◆ **TEXTO SELECCIONADO**
※

Esto no es solo un recuerdo de que las violentas formas de rechazo en las fronteras de la Unión Europea no son ni un hecho reciente ni una excepción a la limitada aplicabilidad del término «universal». También muestra el largo legado del que los nuevos miembros comunitarios pasan a formar parte cuando afirman su europeidad y se convierten en los nuevos policías de las fronteras externas de la Unión. Esta perspectiva posiciona a estos estados no solo en relación a la Unión Europea y a Rusia, sino también en el marco global de colonialismo de migración, fronteras y raza.
Reclamar una sociedad blanca
El debate del colonialismo en la región, sobre todo si está aislado de la lucha anticolonialista global, también esquiva fácilmente las cuestiones de raza y el deseo de afirmar la pertenencia a la Europa blanca. Ciertamente, se pueden hacer estudios poscoloniales con seguridad sin tratar nunca cuestiones de raza de manera crítica, una importante conversación muy ausente en el reciente debate del poscolonialismo en la región. Mi trabajo etnográfico muestra que los trabajadores migrantes procedentes de países postsoviéticos eligen la europeidad y pertenecer a la raza blanca antes que a la clase y la lucha contra la explotación y las malas condiciones de trabajo como base para la solidaridad con otros trabajadores negativamente racializados.
Muchos de quienes experimentan desprofesionalización y degradación social en la migración me dijeron que son más merecedores de un avance social que otras personas de razas no blancas, porque son «educados, europeos y blancos». Antes de la invasión de Rusia, algunos migrantes ucranianos que vivían en Polonia expresaron su deseo de mudarse más al oeste, a la Europa «real» (léase Alemania), y hablaron de la «influencia» de los refugiados de Medio Oriente como una realidad que distorsionaba su imagen de cómo debía ser Europa. Esto no es muy diferente de otros migrantes de Europa del Este, que reproducen la norma de la raza blanca cuando ellos mismos se ven negativamente racializados.
El compromiso con el poscolonialismo en el contexto del postsocialismo puede fácilmente hacerse selectivo, y convertirse en una conveniente herramienta en sí mismo para afirmar la europeidad y la pertenencia a la raza blanca frente al «Imperio asiático» cuando está desconectado de la lucha global anticolonial y la cuestión global de la raza. El deseo de ser reconocido como blanco en el proceso de liberación del colonialismo ruso excluye la solidaridad con otras luchas anticolonialistas. El lenguaje del poscolonialismo en la región puede cubrirse fácilmente de reivindicaciones de pertenencia a la raza blanca y del deseo de respaldar los «valores europeos» expulsando gente de las fronteras de la Unión Europea. Es más, aunque el debate sobre el colonialismo se acepta cada vez más en referencia a Rusia, para muchos europeos del Este, la peor ofensa es que les comparen con el «tercer mundo».

※

◆ **Extractos de datos de anotación de puntos**
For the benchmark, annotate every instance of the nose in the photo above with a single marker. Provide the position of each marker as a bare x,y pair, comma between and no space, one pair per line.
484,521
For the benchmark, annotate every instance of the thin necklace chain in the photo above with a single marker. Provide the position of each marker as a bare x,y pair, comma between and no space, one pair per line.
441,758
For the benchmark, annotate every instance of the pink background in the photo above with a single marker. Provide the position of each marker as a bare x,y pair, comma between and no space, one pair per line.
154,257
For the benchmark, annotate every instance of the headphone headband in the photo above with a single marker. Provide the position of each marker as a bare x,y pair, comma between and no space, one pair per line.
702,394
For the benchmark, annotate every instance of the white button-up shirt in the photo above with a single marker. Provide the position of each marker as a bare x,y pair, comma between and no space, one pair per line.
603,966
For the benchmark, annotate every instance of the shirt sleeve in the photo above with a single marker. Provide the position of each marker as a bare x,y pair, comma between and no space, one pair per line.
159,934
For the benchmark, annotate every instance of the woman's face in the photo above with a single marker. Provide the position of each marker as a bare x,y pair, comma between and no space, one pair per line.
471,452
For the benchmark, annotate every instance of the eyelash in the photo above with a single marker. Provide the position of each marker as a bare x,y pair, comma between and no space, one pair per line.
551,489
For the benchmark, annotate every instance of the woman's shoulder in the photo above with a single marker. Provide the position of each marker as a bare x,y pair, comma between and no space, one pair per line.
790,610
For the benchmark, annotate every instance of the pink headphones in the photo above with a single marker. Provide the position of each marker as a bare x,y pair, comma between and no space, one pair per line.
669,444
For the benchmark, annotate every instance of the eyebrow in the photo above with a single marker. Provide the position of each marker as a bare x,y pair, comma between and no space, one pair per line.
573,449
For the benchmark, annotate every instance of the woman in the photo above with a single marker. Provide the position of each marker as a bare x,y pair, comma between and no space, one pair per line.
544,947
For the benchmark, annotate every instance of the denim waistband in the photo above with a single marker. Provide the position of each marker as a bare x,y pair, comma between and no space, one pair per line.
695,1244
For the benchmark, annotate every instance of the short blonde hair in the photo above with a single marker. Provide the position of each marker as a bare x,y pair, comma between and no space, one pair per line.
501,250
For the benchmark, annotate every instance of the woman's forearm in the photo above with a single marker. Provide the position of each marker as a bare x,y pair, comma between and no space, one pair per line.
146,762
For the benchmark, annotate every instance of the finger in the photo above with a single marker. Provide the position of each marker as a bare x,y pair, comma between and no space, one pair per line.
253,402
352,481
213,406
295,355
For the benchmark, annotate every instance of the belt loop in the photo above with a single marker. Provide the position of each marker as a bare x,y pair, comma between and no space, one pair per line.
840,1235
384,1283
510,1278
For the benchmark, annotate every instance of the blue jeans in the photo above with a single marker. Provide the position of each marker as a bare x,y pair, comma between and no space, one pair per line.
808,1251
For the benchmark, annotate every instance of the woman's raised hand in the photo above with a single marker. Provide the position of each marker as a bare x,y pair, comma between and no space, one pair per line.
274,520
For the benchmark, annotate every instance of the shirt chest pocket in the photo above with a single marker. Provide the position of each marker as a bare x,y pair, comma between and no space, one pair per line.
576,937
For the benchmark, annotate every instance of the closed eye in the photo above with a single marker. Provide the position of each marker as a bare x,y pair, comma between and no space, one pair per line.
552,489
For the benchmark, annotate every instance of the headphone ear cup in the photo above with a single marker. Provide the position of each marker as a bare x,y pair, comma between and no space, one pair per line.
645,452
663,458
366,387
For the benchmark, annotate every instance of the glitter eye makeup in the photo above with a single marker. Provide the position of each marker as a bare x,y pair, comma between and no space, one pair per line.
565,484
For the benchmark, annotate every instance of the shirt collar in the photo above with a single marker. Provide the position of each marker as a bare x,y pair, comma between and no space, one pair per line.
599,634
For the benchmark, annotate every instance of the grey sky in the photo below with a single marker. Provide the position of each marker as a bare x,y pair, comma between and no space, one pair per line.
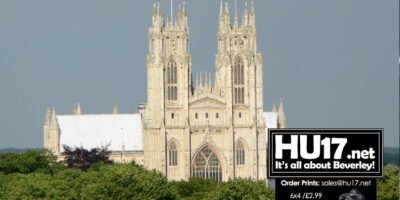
335,63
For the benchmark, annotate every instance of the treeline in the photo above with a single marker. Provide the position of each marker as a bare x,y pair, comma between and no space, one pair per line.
35,174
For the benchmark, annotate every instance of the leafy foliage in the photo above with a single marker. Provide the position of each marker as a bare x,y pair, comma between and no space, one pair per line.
388,186
82,158
35,174
197,188
391,155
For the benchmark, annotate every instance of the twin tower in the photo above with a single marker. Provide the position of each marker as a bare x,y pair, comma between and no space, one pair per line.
196,129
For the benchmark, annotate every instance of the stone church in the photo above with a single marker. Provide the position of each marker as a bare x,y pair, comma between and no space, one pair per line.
188,128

※

◆ **TAREAS**
[1] Transcribe del texto sobre poscolonialismo y raza el fragmento que va desde «Reclamar una sociedad» hasta «trabajadores negativamente racializados.».
[2] Por favor, retoma el texto sobre poscolonialismo y raza justo después de su última oración.

◆ **RESPUESTAS**
[1]
Reclamar una sociedad blanca
El debate del colonialismo en la región, sobre todo si está aislado de la lucha anticolonialista global, también esquiva fácilmente las cuestiones de raza y el deseo de afirmar la pertenencia a la Europa blanca. Ciertamente, se pueden hacer estudios poscoloniales con seguridad sin tratar nunca cuestiones de raza de manera crítica, una importante conversación muy ausente en el reciente debate del poscolonialismo en la región. Mi trabajo etnográfico muestra que los trabajadores migrantes procedentes de países postsoviéticos eligen la europeidad y pertenecer a la raza blanca antes que a la clase y la lucha contra la explotación y las malas condiciones de trabajo como base para la solidaridad con otros trabajadores negativamente racializados.

[2]
Narrativas alternativas
Una de las salidas es retratar la región mediante la narrativa liberal de la «vuelta a Europa» —extensamente criticada por muchos estudiosos de Europa del Este en la última década— que significa, entre otras cosas, la adopción del violento aparato fronterizo de la Unión Europea, y también a través de las historias del internacionalismo del «segundo tercer mundo» y la lucha global anticolonialista.
Esto no es nostalgia poscolonialista de un progreso socialista menos colonial y que obvia el color. Es más, los Estados socialistas a menudo se muestran incapaces de reconocer la violencia contra las minorías racializadas dentro de sus propios Estados. En lugar de este rápido retorno romantizado, revisitar estas historias puede ser una invitación a cruzar globalmente la cuestión de la solidaridad con el anticolonialismo, y examinar la actual complicidad de la región con la violencia contra los países en desarrollo, que no solo exige revisitar historias de lo que se ha denominado «globalizaciones alternativas» —la conexión entre el «segundo» y el «tercer» mundo que esquiva Occidente—, sino también ver la región posicionada en los órdenes capitalistas raciales globales, regímenes de fronteras militarizadas e historias de pensamiento en la lucha global anticolonial.
Esta es la reflexión sobre experiencias anticolonialistas que nos invita a hacer el interés en el poscolonialismo en Europa del Este tras la invasión rusa. Conforme se populariza el debate sobre el poscolonialismo en la región dentro y fuera de los círculos académicos, debemos resistir la tentación de adscribir la región al «recinto acotado blanco» como culminación de una «integración» europea a expensas de los que huyen de las mismas bombas rusas cuando caen lejos de «Europa»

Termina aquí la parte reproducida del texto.